**Aim of the task:**
Write out the stretch from the line containing "red tail light lens -> point" through the end of the records as a JSON list of strings, one string per line and no blank lines.

**Excerpts from a location annotation dataset:**

● ● ● ● ●

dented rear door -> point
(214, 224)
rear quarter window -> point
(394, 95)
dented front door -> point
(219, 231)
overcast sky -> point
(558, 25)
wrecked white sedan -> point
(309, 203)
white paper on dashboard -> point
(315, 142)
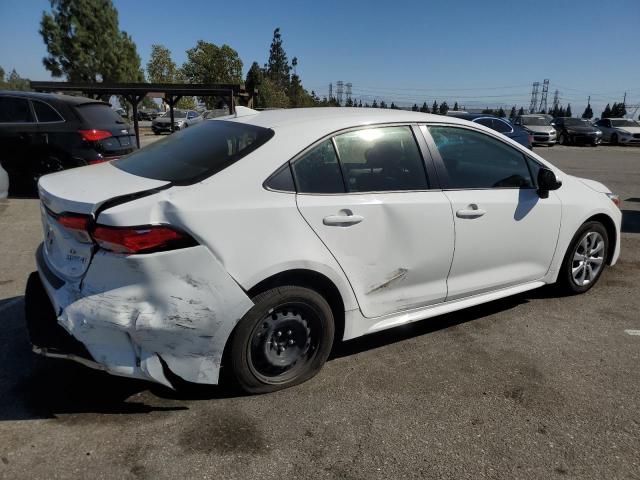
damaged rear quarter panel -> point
(181, 305)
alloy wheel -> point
(588, 258)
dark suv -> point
(42, 133)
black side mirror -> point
(547, 181)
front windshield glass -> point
(577, 121)
(535, 121)
(624, 123)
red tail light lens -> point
(94, 135)
(142, 239)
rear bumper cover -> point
(136, 314)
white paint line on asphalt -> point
(9, 304)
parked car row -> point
(42, 133)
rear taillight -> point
(143, 239)
(94, 135)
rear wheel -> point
(585, 259)
(284, 339)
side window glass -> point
(502, 127)
(381, 159)
(475, 160)
(318, 171)
(45, 113)
(15, 110)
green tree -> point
(160, 67)
(85, 44)
(588, 112)
(13, 81)
(278, 68)
(208, 63)
(272, 95)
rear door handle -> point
(345, 220)
(472, 211)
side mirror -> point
(547, 181)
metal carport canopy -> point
(135, 92)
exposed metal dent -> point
(397, 275)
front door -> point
(366, 195)
(505, 234)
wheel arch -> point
(610, 227)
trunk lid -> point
(69, 196)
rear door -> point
(367, 196)
(505, 234)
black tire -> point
(566, 282)
(291, 317)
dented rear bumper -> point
(138, 315)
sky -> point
(476, 52)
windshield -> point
(535, 121)
(195, 153)
(624, 123)
(577, 121)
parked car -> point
(42, 133)
(181, 120)
(499, 125)
(538, 126)
(147, 114)
(260, 239)
(619, 130)
(4, 183)
(576, 131)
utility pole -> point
(545, 91)
(534, 97)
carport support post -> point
(134, 100)
(172, 100)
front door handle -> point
(472, 211)
(345, 219)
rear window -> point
(98, 114)
(197, 152)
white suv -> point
(259, 239)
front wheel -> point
(585, 259)
(284, 339)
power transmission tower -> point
(556, 99)
(534, 97)
(339, 91)
(543, 100)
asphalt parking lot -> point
(532, 386)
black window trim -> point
(33, 108)
(442, 171)
(427, 160)
(33, 113)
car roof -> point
(334, 118)
(76, 100)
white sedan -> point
(255, 241)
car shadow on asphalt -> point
(631, 221)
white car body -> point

● ● ● ● ●

**Response:**
[
  "red tail light lens -> point",
  "(94, 135)",
  "(142, 239)",
  "rear bumper cover -> point",
  "(136, 314)",
  "white paint line on asphalt -> point",
  "(9, 304)",
  "parked car row -> point",
  "(42, 133)",
  "rear taillight -> point",
  "(143, 239)",
  "(94, 135)",
  "rear wheel -> point",
  "(585, 259)",
  "(284, 339)",
  "side window glass -> point",
  "(502, 127)",
  "(381, 159)",
  "(475, 160)",
  "(318, 171)",
  "(45, 113)",
  "(15, 110)",
  "green tree -> point",
  "(160, 67)",
  "(85, 44)",
  "(588, 112)",
  "(13, 81)",
  "(278, 68)",
  "(208, 63)",
  "(272, 95)",
  "rear door handle -> point",
  "(345, 220)",
  "(472, 211)",
  "side mirror -> point",
  "(547, 181)",
  "metal carport canopy -> point",
  "(135, 92)",
  "exposed metal dent -> point",
  "(397, 275)",
  "front door -> point",
  "(366, 195)",
  "(505, 234)",
  "wheel arch -> point",
  "(610, 227)",
  "trunk lid -> point",
  "(69, 196)",
  "rear door -> point",
  "(367, 196)",
  "(505, 234)",
  "black tire -> point",
  "(566, 282)",
  "(291, 317)",
  "dented rear bumper -> point",
  "(138, 315)",
  "sky -> point",
  "(476, 52)",
  "windshield -> point",
  "(535, 121)",
  "(195, 153)",
  "(624, 123)",
  "(577, 121)",
  "parked car -> point",
  "(42, 133)",
  "(181, 120)",
  "(499, 125)",
  "(538, 126)",
  "(147, 114)",
  "(260, 239)",
  "(619, 130)",
  "(4, 183)",
  "(576, 131)",
  "utility pole -> point",
  "(545, 91)",
  "(534, 97)",
  "carport support post -> point",
  "(134, 100)",
  "(172, 100)",
  "front door handle -> point",
  "(472, 211)",
  "(345, 219)",
  "rear window -> point",
  "(98, 114)",
  "(197, 152)",
  "white suv -> point",
  "(259, 239)",
  "front wheel -> point",
  "(585, 259)",
  "(284, 339)",
  "power transmission tower -> point",
  "(556, 99)",
  "(534, 97)",
  "(339, 91)",
  "(543, 100)",
  "asphalt parking lot -> point",
  "(532, 386)",
  "black window trim -> point",
  "(33, 108)",
  "(442, 171)",
  "(427, 160)",
  "(33, 113)",
  "car roof -> point",
  "(334, 118)",
  "(76, 100)",
  "white sedan -> point",
  "(255, 241)",
  "car shadow on asphalt -> point",
  "(631, 221)",
  "white car body -> point"
]